● **EXTRACTED TEXT**
# # #
MEDICAL DICTIONARY
Methicillin-resistant Staphylococcus aureus: Staphylococci (staph bacteria) that have become resistant to antibiotics, including the penicillin-related antibiotics such as methicillin. Abbreviated MRSA.
MRSA first cropped up among persons in hospitals and other health facilities, especially affecting the elderly, the very sick, and those with an open wound (such as a bedsore) or a tube going into their body (such as a urinary catheter or IV catheter). MRSA has since been found to cause illness in the community outside of hospitals and other health facilities. MRSA in the community is associated with recent antibiotic use, sharing contaminated items, having active skin diseases, and living in crowded settings. Skin infections caused by MRSA have clustered among injecting drug-users, Native Americans, prison inmates, and athletes in close-contact sports. Community-associated MRSA infections are typically affect the skin, but also can cause severe illness. Some children have died from community-associated MRSA.
The transmission of MRSA is largely from people with active MRSA skin infections. MRSA is almost always spread by direct physical contact, and not through the air. Spread may also occur through indirect contact by touching objects (such as towels, sheets, wound dressings, clothes, workout areas, sports equipment) contaminated by the infected skin of a person with MRSA. The measures for preventing the spread of MRSA are designed to counter the usual modes of transmission.
# # #
● **TASK INSTRUCTIONS**
1. Copy the MRSA dictionary entry from "The transmission of" up to and including "modes of transmission.".
2. List the objects that the MRSA dictionary entry says can spread the infection through indirect contact.
3. According to the MRSA dictionary entry, how is MRSA almost always spread?

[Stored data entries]
# # #
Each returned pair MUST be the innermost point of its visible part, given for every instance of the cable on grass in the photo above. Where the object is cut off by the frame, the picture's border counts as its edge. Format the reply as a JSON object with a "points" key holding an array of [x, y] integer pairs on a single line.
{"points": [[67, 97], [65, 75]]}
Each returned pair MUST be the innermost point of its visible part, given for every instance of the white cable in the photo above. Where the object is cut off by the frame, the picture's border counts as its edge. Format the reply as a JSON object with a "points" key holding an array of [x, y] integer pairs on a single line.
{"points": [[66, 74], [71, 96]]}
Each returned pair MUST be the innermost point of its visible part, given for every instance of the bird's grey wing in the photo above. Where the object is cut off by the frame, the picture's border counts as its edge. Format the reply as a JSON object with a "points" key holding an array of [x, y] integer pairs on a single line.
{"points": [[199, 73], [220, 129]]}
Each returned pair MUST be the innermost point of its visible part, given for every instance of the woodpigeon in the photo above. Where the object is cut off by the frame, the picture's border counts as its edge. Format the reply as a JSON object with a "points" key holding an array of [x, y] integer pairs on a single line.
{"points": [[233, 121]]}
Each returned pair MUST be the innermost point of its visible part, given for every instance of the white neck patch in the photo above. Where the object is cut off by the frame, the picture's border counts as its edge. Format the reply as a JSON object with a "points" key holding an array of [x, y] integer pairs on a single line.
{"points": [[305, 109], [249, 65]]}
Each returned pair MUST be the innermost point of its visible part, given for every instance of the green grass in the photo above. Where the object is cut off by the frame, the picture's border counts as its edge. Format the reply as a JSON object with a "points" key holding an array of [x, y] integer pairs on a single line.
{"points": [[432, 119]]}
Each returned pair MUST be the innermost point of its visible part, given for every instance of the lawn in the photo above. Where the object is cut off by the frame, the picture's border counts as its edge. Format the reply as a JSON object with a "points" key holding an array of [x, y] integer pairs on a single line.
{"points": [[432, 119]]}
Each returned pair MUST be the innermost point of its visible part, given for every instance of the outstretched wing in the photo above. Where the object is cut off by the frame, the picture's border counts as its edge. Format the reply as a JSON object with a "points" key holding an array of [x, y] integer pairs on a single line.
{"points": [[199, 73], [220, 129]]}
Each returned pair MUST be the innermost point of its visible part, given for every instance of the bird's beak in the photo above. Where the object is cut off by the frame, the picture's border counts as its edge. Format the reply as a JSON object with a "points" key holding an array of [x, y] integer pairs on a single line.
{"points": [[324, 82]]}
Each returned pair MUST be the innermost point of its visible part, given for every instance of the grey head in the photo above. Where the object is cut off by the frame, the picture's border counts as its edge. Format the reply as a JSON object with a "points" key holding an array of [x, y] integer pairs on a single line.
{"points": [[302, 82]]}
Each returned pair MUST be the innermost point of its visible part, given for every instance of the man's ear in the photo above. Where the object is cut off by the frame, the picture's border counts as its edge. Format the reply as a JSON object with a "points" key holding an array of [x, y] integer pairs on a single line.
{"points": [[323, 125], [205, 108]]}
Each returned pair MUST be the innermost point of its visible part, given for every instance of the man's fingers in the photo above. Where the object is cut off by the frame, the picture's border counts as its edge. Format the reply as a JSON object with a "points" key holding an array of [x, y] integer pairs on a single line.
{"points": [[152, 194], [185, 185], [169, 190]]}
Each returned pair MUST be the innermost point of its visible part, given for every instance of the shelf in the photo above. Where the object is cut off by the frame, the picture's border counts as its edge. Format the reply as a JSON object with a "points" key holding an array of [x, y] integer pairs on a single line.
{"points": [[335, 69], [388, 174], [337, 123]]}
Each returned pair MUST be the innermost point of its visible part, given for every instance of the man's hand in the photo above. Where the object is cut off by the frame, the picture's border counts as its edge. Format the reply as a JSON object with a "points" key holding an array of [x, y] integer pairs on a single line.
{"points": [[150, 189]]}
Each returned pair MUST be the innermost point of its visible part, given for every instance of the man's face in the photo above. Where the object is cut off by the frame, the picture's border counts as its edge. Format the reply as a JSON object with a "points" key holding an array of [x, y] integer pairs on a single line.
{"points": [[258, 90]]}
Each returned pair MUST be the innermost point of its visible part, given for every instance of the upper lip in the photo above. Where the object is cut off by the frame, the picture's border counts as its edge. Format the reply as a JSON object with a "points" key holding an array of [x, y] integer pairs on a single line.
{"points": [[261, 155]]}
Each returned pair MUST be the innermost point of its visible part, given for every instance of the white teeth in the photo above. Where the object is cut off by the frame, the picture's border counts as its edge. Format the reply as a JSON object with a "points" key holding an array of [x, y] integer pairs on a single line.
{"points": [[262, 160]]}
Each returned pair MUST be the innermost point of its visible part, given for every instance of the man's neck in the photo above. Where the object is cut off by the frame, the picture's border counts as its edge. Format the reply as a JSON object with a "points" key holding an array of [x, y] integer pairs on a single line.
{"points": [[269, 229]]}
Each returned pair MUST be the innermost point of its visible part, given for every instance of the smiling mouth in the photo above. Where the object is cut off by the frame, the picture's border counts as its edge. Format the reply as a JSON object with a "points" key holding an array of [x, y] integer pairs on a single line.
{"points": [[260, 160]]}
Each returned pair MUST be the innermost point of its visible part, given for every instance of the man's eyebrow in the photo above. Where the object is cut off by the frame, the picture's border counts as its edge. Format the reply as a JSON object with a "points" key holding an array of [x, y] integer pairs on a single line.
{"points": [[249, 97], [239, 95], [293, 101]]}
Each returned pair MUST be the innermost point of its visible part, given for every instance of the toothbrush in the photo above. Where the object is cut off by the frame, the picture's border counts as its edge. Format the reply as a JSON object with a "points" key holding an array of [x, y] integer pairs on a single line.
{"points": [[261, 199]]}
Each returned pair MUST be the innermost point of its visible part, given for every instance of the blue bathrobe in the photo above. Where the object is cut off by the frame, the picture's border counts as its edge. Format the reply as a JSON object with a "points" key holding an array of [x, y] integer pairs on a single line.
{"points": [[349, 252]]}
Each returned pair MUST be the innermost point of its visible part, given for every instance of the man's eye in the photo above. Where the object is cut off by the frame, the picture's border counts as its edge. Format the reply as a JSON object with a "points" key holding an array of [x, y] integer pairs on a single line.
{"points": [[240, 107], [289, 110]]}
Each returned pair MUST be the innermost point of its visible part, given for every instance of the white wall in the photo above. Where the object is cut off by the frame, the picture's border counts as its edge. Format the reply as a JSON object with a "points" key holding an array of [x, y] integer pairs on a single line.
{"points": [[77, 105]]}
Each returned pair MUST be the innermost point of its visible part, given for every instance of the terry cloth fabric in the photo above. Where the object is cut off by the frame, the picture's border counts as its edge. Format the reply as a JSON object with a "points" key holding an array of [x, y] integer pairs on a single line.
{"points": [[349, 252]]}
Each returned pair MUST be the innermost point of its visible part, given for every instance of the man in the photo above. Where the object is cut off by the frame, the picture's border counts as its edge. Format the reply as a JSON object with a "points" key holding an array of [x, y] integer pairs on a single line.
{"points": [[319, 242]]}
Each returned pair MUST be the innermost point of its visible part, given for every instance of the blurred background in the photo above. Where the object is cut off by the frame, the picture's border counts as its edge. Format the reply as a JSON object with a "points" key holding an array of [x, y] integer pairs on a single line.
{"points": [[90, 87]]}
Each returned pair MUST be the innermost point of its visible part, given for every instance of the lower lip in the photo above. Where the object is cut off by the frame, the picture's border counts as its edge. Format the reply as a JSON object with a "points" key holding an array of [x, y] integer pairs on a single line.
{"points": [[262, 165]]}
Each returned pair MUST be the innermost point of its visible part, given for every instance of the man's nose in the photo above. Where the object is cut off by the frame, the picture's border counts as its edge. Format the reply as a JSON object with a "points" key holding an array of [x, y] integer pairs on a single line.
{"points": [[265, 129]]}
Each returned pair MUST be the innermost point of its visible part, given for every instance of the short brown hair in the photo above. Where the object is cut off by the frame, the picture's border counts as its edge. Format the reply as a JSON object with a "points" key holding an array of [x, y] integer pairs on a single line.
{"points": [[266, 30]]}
# # #
● **ANSWERS TO THE PROBLEMS**
1.
The transmission of MRSA is largely from people with active MRSA skin infections. MRSA is almost always spread by direct physical contact, and not through the air. Spread may also occur through indirect contact by touching objects (such as towels, sheets, wound dressings, clothes, workout areas, sports equipment) contaminated by the infected skin of a person with MRSA. The measures for preventing the spread of MRSA are designed to counter the usual modes of transmission.

2. Towels, sheets, wound dressings, clothes, workout areas, sports equipment

3. By direct physical contact, not through the air.